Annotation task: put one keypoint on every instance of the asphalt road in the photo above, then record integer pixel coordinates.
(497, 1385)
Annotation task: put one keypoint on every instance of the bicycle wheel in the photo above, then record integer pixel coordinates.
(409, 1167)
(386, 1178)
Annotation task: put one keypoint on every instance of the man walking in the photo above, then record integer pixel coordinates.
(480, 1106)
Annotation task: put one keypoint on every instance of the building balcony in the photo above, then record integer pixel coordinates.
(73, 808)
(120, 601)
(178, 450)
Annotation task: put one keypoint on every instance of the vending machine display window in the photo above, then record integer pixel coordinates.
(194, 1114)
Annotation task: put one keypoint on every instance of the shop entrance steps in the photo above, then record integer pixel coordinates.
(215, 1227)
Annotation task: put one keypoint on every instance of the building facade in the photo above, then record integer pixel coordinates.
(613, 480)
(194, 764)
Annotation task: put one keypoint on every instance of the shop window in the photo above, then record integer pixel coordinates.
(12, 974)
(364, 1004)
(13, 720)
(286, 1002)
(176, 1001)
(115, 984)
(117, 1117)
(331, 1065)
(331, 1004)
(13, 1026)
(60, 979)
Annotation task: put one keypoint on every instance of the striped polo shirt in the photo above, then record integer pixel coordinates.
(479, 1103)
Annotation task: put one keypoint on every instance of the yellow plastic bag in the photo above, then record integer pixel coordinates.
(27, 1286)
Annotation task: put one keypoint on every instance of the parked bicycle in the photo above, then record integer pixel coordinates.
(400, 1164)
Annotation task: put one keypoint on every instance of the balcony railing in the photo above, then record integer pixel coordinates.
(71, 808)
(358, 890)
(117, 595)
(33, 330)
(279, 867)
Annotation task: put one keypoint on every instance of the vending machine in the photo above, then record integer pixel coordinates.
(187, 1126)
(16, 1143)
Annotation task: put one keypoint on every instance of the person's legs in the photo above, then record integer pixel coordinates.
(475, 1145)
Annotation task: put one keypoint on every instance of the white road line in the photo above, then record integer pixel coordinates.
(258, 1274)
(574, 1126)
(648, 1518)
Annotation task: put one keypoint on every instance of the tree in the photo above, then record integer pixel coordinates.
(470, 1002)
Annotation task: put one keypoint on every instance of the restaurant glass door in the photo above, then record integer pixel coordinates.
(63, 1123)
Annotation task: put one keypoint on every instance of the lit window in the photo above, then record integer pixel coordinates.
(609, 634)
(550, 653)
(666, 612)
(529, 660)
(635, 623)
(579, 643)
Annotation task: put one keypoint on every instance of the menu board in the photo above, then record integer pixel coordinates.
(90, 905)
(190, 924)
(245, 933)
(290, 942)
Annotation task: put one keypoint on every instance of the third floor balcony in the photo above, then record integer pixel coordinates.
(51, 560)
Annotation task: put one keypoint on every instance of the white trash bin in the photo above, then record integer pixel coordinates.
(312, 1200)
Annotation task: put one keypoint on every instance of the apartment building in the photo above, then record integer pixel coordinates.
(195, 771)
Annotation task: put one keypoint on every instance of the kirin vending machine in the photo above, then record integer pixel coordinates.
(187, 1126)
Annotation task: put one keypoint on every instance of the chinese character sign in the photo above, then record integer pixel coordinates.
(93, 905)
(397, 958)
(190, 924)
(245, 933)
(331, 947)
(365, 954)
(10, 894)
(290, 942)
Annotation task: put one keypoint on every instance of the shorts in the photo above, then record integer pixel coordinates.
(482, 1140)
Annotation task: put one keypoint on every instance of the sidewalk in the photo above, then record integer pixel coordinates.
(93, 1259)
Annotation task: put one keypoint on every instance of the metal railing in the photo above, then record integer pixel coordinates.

About this task ▸ Copy exactly the lines from the one containing "of the restaurant" through the last line of the records, both included, and nothing else.

Exercise solution ▸
Annotation task: put one keypoint on every instance of the restaurant glass door in the photo above, then record integer pixel coordinates.
(63, 1123)
Annotation task: put one keypoint on every instance of the lit window in the photo above, then record integer pixel coordinates.
(609, 634)
(550, 653)
(666, 612)
(529, 660)
(635, 623)
(579, 643)
Annotation task: put one keypoint on every instance of the menu board in the photo above, then record integer pixel coordinates.
(90, 905)
(190, 924)
(245, 933)
(290, 942)
Annotation task: put one keypoint on every instance of the third floor balcony in the photo above, then record integer pixel coordinates.
(51, 560)
Annotation task: put one keypoint on every instance of the white trash bin in the photo above, then record integer pixel coordinates.
(312, 1200)
Annotation task: put one keypoint on every instance of the apartment building in the photo above, then record integer pixel coordinates.
(195, 771)
Annotation task: put one keypoint on every instance of the kirin vending machine in the photo above, then record integer pixel coordinates.
(187, 1126)
Annotation task: put one keypoint on every instance of the chinese character sign in the photo above, then record integer pixel coordinates.
(93, 905)
(397, 958)
(190, 924)
(245, 933)
(331, 947)
(365, 954)
(10, 894)
(290, 942)
Annotation task: put one keypoint on every instance of the shorts in the photo above, then record integer pixel coordinates.
(482, 1140)
Annotation task: put one keypoint on every instance of the sidewalk in the photo above, then record integer pixel coordinates.
(93, 1259)
Annotation task: put one keypoint on every instance of the metal railing in the photo above, then record integer pixel coordinates.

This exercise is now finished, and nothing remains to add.